BEGIN Material for the task

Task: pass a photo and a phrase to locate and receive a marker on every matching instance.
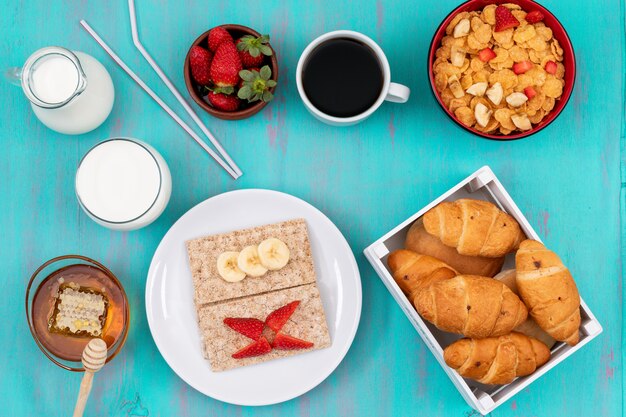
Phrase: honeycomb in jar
(78, 311)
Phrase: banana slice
(274, 253)
(249, 262)
(227, 267)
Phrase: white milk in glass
(123, 184)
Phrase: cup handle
(13, 75)
(398, 93)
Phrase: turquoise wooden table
(367, 178)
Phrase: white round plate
(172, 316)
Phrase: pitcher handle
(14, 75)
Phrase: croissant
(474, 227)
(496, 360)
(472, 306)
(420, 241)
(530, 326)
(414, 272)
(549, 291)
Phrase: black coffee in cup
(342, 77)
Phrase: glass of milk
(69, 91)
(123, 184)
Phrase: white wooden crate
(481, 185)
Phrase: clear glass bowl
(39, 281)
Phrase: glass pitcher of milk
(70, 91)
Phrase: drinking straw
(156, 98)
(173, 89)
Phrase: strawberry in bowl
(231, 71)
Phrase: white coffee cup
(393, 92)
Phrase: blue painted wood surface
(366, 178)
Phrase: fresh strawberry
(226, 65)
(534, 16)
(253, 50)
(530, 92)
(258, 348)
(222, 101)
(505, 19)
(486, 55)
(252, 328)
(200, 63)
(217, 35)
(522, 66)
(277, 318)
(241, 81)
(286, 342)
(550, 67)
(256, 85)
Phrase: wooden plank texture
(367, 178)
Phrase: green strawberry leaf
(265, 72)
(244, 92)
(267, 96)
(254, 51)
(247, 75)
(225, 90)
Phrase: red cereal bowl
(559, 33)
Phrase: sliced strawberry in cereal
(530, 92)
(551, 67)
(534, 17)
(505, 19)
(522, 66)
(486, 54)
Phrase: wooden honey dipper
(94, 357)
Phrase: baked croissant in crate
(420, 241)
(470, 305)
(530, 326)
(413, 271)
(474, 228)
(496, 360)
(549, 291)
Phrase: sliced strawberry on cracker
(249, 327)
(522, 66)
(550, 67)
(534, 17)
(486, 55)
(505, 19)
(258, 348)
(530, 92)
(277, 318)
(286, 342)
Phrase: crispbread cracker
(219, 341)
(209, 287)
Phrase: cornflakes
(518, 57)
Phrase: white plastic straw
(173, 89)
(156, 98)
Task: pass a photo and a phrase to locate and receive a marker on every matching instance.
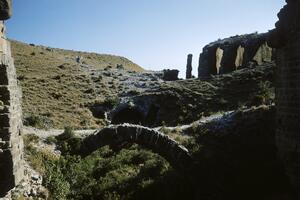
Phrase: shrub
(38, 121)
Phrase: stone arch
(263, 54)
(239, 57)
(128, 114)
(177, 155)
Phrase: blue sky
(155, 34)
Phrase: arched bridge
(177, 155)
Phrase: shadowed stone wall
(11, 143)
(177, 155)
(286, 38)
(227, 55)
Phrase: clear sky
(155, 34)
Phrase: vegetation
(54, 83)
(131, 173)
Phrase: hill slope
(56, 85)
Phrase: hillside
(57, 86)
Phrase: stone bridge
(117, 135)
(229, 54)
(285, 38)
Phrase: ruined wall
(286, 39)
(227, 55)
(116, 135)
(11, 144)
(189, 67)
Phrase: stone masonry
(177, 155)
(11, 143)
(229, 54)
(189, 67)
(286, 39)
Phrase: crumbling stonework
(11, 144)
(116, 135)
(189, 67)
(227, 55)
(286, 39)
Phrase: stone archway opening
(130, 115)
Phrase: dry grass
(56, 86)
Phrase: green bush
(38, 121)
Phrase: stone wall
(286, 39)
(227, 55)
(189, 67)
(11, 143)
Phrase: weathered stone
(286, 38)
(219, 56)
(170, 74)
(239, 57)
(5, 9)
(189, 67)
(227, 55)
(11, 144)
(154, 140)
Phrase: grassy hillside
(56, 87)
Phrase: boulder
(170, 75)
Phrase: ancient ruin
(286, 39)
(189, 67)
(117, 135)
(11, 144)
(227, 55)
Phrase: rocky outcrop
(286, 39)
(227, 55)
(170, 75)
(117, 135)
(11, 143)
(189, 67)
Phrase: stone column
(286, 39)
(189, 67)
(11, 143)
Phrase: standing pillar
(189, 67)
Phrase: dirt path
(43, 134)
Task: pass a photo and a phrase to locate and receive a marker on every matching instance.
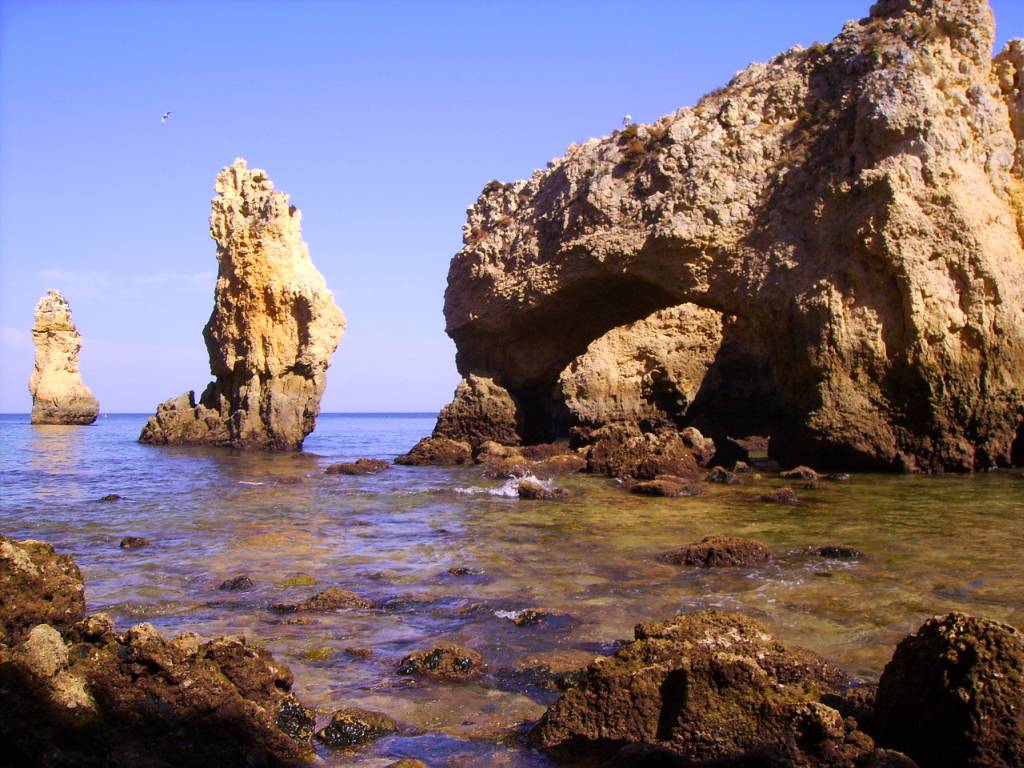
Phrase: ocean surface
(931, 544)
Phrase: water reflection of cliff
(56, 450)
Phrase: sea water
(931, 544)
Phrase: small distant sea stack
(58, 396)
(273, 328)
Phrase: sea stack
(851, 212)
(273, 328)
(58, 396)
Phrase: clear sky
(381, 120)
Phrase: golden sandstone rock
(853, 211)
(58, 396)
(273, 328)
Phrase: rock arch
(856, 206)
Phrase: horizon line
(431, 414)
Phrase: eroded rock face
(855, 207)
(709, 687)
(953, 694)
(273, 328)
(480, 411)
(37, 586)
(648, 370)
(58, 396)
(76, 692)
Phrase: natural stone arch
(856, 205)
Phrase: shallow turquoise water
(932, 544)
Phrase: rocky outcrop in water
(58, 396)
(709, 688)
(480, 411)
(273, 328)
(852, 211)
(73, 691)
(37, 586)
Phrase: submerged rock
(800, 473)
(953, 694)
(838, 551)
(353, 726)
(73, 691)
(134, 542)
(722, 476)
(719, 551)
(712, 688)
(330, 599)
(445, 660)
(237, 584)
(58, 396)
(438, 452)
(273, 328)
(773, 202)
(668, 486)
(784, 495)
(358, 467)
(530, 488)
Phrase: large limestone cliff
(273, 328)
(58, 396)
(853, 211)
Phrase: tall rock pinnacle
(58, 396)
(273, 328)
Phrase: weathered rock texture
(73, 691)
(854, 213)
(480, 411)
(953, 694)
(648, 370)
(58, 396)
(273, 328)
(714, 689)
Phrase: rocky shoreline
(801, 258)
(700, 689)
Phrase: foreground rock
(37, 586)
(73, 691)
(953, 694)
(719, 551)
(708, 688)
(273, 328)
(851, 212)
(58, 396)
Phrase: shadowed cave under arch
(736, 398)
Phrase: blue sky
(381, 120)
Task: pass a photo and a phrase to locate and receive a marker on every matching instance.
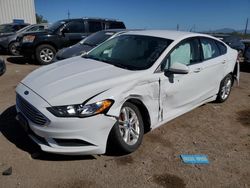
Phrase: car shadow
(245, 67)
(13, 132)
(20, 60)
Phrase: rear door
(213, 66)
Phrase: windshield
(133, 52)
(97, 38)
(56, 25)
(6, 28)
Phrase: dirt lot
(221, 131)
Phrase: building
(17, 10)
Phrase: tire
(118, 138)
(45, 54)
(225, 89)
(13, 48)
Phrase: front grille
(72, 142)
(30, 111)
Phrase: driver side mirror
(177, 68)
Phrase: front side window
(75, 27)
(187, 53)
(133, 52)
(209, 48)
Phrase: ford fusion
(121, 89)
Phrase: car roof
(91, 18)
(16, 24)
(168, 34)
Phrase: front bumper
(92, 132)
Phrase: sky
(195, 15)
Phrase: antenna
(246, 27)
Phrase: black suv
(44, 45)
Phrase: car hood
(74, 80)
(72, 51)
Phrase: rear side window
(95, 26)
(75, 27)
(209, 48)
(222, 47)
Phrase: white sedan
(123, 88)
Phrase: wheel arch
(144, 113)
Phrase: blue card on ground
(195, 159)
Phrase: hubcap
(129, 126)
(46, 55)
(226, 88)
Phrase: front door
(182, 92)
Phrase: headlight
(80, 110)
(28, 38)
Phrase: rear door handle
(198, 70)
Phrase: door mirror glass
(177, 68)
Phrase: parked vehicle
(11, 27)
(87, 44)
(44, 45)
(2, 67)
(9, 42)
(234, 42)
(246, 54)
(124, 87)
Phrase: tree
(40, 19)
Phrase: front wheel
(225, 88)
(127, 134)
(45, 54)
(13, 48)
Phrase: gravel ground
(221, 131)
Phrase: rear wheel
(127, 134)
(45, 54)
(225, 88)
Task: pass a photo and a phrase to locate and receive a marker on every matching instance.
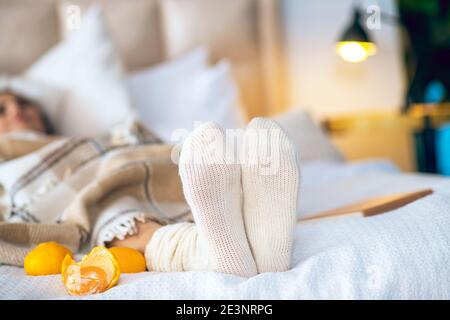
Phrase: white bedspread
(404, 254)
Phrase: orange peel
(97, 272)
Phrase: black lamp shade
(355, 31)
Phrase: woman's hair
(48, 127)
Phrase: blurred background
(375, 75)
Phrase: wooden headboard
(147, 32)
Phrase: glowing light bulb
(353, 51)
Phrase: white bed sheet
(341, 258)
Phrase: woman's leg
(139, 240)
(270, 183)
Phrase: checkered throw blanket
(84, 191)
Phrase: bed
(343, 258)
(328, 264)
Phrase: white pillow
(48, 97)
(311, 141)
(88, 67)
(180, 93)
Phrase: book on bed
(370, 207)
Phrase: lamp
(355, 44)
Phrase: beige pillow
(311, 141)
(28, 28)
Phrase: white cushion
(181, 93)
(311, 141)
(88, 67)
(49, 98)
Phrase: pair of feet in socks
(244, 207)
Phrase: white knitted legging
(177, 247)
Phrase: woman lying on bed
(124, 190)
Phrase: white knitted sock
(212, 187)
(270, 182)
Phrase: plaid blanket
(84, 191)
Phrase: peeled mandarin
(130, 260)
(97, 272)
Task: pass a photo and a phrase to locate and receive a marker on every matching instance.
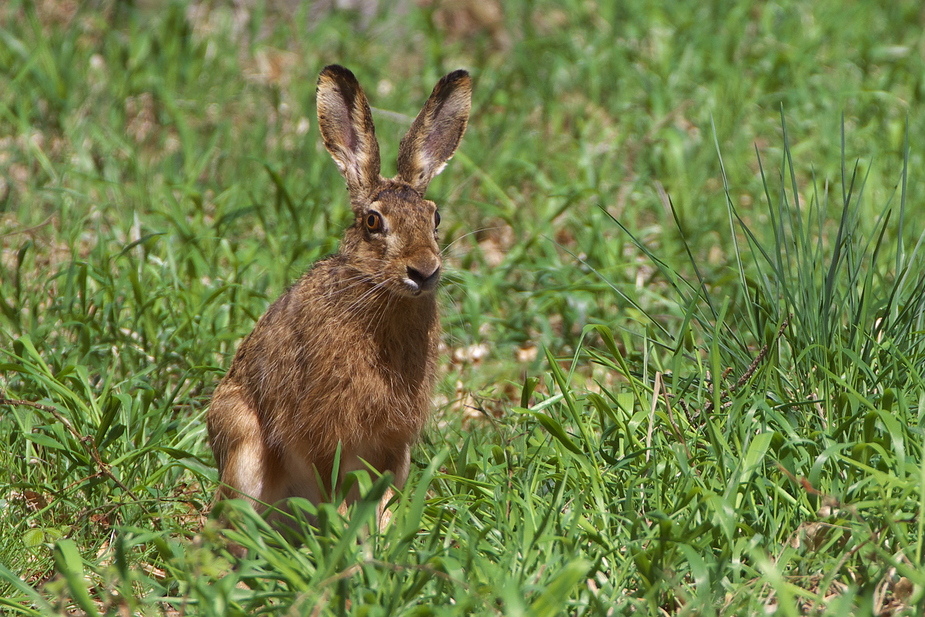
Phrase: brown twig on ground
(741, 381)
(85, 440)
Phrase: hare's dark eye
(373, 221)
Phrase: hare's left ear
(435, 134)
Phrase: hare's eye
(373, 221)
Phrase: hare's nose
(424, 279)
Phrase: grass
(683, 367)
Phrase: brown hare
(346, 357)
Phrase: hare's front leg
(396, 459)
(247, 467)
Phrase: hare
(347, 356)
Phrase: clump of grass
(726, 418)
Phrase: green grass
(684, 349)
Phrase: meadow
(682, 367)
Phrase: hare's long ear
(346, 125)
(436, 132)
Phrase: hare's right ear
(435, 133)
(346, 125)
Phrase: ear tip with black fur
(337, 73)
(459, 75)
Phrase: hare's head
(393, 240)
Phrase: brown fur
(346, 357)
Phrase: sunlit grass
(683, 364)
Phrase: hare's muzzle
(421, 278)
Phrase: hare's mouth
(417, 281)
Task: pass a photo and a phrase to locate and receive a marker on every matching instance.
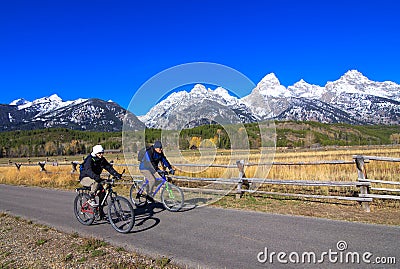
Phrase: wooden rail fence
(367, 189)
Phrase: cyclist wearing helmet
(89, 176)
(149, 165)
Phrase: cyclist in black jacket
(89, 176)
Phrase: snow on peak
(354, 75)
(18, 102)
(306, 90)
(270, 86)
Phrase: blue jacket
(152, 159)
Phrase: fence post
(362, 174)
(74, 165)
(242, 182)
(42, 164)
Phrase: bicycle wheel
(138, 199)
(121, 214)
(83, 211)
(172, 197)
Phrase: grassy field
(384, 212)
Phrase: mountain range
(353, 99)
(81, 114)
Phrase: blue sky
(108, 49)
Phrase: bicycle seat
(84, 188)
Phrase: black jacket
(152, 159)
(93, 166)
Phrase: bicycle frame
(163, 179)
(108, 190)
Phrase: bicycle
(171, 195)
(120, 212)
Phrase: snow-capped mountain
(80, 114)
(199, 106)
(353, 98)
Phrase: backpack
(141, 153)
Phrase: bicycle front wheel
(121, 214)
(172, 197)
(138, 197)
(83, 211)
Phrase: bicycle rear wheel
(172, 197)
(83, 211)
(138, 198)
(121, 214)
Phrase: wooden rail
(242, 184)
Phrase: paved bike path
(219, 238)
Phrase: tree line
(62, 141)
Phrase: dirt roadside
(24, 244)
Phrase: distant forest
(61, 141)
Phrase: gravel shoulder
(25, 244)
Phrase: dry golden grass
(385, 212)
(61, 177)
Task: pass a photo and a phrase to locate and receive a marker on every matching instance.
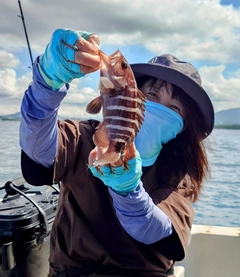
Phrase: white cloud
(8, 60)
(196, 30)
(220, 89)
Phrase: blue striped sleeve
(38, 128)
(140, 217)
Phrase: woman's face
(161, 92)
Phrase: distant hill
(228, 117)
(223, 119)
(17, 117)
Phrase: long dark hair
(183, 160)
(185, 157)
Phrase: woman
(133, 222)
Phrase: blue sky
(203, 32)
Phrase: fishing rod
(25, 30)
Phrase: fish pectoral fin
(94, 106)
(107, 158)
(100, 138)
(105, 85)
(141, 95)
(121, 80)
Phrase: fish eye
(124, 64)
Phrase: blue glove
(57, 63)
(122, 181)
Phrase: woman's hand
(115, 175)
(97, 152)
(69, 55)
(87, 55)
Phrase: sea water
(219, 202)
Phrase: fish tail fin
(107, 158)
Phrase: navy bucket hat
(182, 74)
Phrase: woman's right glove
(120, 180)
(70, 54)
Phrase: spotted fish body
(122, 106)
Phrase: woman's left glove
(66, 57)
(120, 180)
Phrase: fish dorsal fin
(105, 85)
(94, 106)
(100, 138)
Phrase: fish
(122, 105)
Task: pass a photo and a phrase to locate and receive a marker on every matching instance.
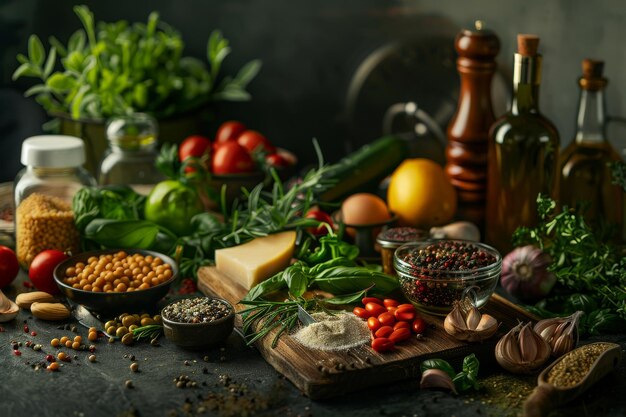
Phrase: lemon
(421, 194)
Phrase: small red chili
(371, 300)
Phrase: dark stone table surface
(234, 380)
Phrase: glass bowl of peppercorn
(198, 322)
(433, 274)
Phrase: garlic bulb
(436, 378)
(522, 350)
(469, 324)
(8, 309)
(525, 273)
(457, 230)
(561, 333)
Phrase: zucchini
(363, 170)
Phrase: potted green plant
(111, 69)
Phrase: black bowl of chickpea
(114, 281)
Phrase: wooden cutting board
(321, 374)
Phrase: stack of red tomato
(232, 151)
(389, 321)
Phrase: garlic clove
(8, 309)
(436, 378)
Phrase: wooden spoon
(547, 396)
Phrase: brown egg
(363, 209)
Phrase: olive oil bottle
(522, 154)
(585, 175)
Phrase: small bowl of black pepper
(198, 322)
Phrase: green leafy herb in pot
(117, 68)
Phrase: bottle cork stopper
(527, 44)
(592, 68)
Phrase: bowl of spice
(433, 274)
(114, 281)
(198, 322)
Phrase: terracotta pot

END Material for the task

### Work item
Reproduce, exactly and only, the lines running from the one with "Phrase: bottle cork stopper" to the end of the listing above.

### Answer for the task
Phrase: bottle cork stopper
(527, 44)
(592, 68)
Phrase: bowl of spice
(433, 274)
(114, 281)
(198, 322)
Phrase: terracotta pot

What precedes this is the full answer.